Input records:

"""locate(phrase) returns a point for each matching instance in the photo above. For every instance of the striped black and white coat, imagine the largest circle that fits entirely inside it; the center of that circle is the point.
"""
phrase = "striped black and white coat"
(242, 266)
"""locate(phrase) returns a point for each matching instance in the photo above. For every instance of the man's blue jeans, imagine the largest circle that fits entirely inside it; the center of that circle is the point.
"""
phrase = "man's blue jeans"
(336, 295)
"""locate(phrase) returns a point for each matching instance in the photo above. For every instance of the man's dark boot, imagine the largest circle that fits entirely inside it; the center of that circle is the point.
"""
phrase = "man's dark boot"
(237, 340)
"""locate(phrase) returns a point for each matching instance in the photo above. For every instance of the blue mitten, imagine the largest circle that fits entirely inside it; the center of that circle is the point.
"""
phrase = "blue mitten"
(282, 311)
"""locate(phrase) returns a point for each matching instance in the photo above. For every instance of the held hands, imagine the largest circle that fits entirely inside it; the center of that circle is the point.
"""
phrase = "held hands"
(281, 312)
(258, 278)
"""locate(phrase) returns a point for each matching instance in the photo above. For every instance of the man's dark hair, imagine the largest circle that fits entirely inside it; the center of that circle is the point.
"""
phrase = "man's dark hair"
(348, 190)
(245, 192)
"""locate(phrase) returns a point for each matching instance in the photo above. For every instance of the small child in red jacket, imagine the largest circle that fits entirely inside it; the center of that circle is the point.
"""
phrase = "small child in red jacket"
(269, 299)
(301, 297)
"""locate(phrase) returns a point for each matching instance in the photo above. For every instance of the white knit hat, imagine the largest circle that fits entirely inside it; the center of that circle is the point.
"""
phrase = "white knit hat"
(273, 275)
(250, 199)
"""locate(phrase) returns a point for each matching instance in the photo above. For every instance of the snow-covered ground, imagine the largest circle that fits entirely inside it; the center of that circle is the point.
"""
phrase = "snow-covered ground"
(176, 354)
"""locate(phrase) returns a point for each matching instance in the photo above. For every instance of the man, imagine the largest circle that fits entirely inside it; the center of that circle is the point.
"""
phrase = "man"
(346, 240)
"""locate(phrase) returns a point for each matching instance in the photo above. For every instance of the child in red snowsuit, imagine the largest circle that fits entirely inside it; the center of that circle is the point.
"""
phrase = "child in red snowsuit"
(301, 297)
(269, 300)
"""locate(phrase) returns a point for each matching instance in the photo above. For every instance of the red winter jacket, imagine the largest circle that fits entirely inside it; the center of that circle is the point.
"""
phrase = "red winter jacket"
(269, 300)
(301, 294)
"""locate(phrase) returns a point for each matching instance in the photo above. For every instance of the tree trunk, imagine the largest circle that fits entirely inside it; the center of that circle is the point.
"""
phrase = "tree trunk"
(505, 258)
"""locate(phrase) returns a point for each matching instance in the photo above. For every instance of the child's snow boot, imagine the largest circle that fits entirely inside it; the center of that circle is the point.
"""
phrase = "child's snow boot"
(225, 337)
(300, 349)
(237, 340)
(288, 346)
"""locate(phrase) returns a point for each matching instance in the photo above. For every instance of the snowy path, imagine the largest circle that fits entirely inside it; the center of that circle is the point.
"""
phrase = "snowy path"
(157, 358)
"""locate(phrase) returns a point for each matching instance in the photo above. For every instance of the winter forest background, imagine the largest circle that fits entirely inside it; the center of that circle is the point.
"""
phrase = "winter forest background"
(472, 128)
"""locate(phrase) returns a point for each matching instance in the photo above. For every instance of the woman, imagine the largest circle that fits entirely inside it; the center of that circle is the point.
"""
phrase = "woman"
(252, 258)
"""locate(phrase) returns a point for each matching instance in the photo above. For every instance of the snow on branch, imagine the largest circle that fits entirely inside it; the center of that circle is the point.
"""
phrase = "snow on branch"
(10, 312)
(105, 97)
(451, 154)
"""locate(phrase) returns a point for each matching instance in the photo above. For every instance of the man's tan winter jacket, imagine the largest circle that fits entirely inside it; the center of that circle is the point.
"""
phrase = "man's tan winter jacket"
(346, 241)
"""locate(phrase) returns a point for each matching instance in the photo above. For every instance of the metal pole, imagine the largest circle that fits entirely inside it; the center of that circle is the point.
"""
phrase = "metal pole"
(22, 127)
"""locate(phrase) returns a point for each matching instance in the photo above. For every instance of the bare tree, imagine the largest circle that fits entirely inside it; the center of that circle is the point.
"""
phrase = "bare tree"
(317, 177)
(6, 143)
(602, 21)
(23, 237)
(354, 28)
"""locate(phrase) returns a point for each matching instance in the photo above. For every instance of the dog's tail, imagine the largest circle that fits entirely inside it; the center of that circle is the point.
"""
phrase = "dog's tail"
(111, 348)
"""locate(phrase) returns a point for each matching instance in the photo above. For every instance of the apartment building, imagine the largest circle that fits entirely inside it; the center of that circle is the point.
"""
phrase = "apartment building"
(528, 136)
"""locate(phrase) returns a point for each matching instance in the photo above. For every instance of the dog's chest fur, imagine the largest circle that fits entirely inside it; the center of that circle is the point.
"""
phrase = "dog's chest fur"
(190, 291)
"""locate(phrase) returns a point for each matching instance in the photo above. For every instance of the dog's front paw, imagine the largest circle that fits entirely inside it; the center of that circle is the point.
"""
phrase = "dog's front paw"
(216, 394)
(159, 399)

Short task: Through the last line of the entries above, beginning at the line containing "of the metal", transcribe each line exactly, both ends included and nothing more.

Reply to the task:
"""locate(phrase) returns a point for each matching instance in the photo above. For every instance of the metal pole, imagine the largest circle that fits entirely inside it; the center of that circle is the point.
"""
phrase = "metal pole"
(22, 127)
"""locate(phrase) returns a point for each matching instance in the photo above. For every instance of the bare tree, imagine the largest circle that fits entirely inside it; the center of that circle is the point.
"""
phrase = "bare tree"
(317, 177)
(6, 143)
(602, 21)
(23, 237)
(354, 28)
"""locate(phrase) returns a point for each matching instance in the photo above. For every instance of the dog's tail, imagine the largest circle that fits entirely inside it; the center of that circle is the point.
"""
phrase = "dog's tail"
(111, 348)
"""locate(phrase) returns a point for each matching instance in the photo above. For every instance of the apartment building, imagine the largest circle that fits entirely inside it; the center of that circle is the point.
"""
phrase = "apartment building"
(528, 136)
"""locate(phrase) returns a point for each matching instance in the photo above. For every instance of the dog's chest fur, imagine the largest circle that fits entirely inside it; the center of that circle is the point.
"""
phrase = "dog's chest fur"
(190, 291)
"""locate(phrase) returns a point for each matching instance in the photo above. For every instance of the dog's front paw, imagine the largest circle that fits entirely inside it; the center of that circle is the point.
"""
phrase = "dog's front paw"
(216, 394)
(159, 399)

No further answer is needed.